STATED GOAL. Reproduce the records below word for word, from their first line through the line containing "Your task is to locate every instance of naval", and omit the pictures from your copy.

AVAILABLE DATA.
--------------------
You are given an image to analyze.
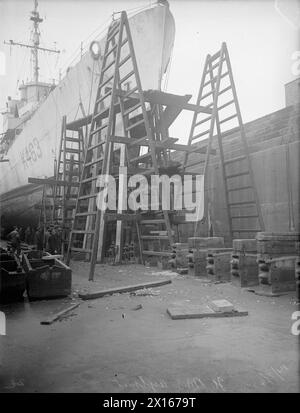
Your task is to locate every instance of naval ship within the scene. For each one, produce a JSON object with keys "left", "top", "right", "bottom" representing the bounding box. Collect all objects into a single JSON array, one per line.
[{"left": 0, "top": 0, "right": 175, "bottom": 229}]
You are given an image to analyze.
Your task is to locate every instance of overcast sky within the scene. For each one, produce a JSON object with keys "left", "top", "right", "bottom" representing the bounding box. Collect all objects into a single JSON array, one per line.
[{"left": 0, "top": 0, "right": 300, "bottom": 140}]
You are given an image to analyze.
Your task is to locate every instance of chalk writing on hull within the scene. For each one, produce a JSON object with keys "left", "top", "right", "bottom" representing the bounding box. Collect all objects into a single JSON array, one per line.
[{"left": 20, "top": 138, "right": 43, "bottom": 168}]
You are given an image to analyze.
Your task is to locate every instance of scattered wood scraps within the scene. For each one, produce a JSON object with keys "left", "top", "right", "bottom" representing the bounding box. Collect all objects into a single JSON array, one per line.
[{"left": 41, "top": 303, "right": 80, "bottom": 325}]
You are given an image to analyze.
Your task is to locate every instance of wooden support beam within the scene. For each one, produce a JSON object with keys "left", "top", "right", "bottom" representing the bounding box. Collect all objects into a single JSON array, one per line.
[
  {"left": 41, "top": 303, "right": 80, "bottom": 325},
  {"left": 28, "top": 177, "right": 79, "bottom": 187},
  {"left": 79, "top": 280, "right": 172, "bottom": 300}
]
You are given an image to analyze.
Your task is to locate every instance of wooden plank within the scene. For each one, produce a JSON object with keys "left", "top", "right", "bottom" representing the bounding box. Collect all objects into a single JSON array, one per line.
[
  {"left": 41, "top": 303, "right": 80, "bottom": 325},
  {"left": 78, "top": 280, "right": 172, "bottom": 300},
  {"left": 28, "top": 177, "right": 79, "bottom": 187},
  {"left": 167, "top": 304, "right": 248, "bottom": 320},
  {"left": 143, "top": 250, "right": 174, "bottom": 257}
]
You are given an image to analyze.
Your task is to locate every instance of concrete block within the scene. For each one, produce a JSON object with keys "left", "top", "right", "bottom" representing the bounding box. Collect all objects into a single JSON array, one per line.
[
  {"left": 231, "top": 253, "right": 259, "bottom": 287},
  {"left": 188, "top": 237, "right": 225, "bottom": 249},
  {"left": 206, "top": 248, "right": 232, "bottom": 281},
  {"left": 258, "top": 256, "right": 297, "bottom": 294},
  {"left": 232, "top": 239, "right": 257, "bottom": 253}
]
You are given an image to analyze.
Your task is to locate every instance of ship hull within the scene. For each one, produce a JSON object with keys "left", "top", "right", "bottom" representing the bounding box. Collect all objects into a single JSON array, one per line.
[{"left": 0, "top": 5, "right": 175, "bottom": 226}]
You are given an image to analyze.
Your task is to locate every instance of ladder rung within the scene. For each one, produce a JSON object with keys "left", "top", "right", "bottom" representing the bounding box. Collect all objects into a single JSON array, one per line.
--------------------
TASK SOLUTION.
You are given an image to analyze.
Your task is to locate every instance of naval ship within the scene. For each one, produce a JSON object with keys "left", "top", "right", "bottom" representing the bounding box. Collect all objects into a single JSON array, one per line.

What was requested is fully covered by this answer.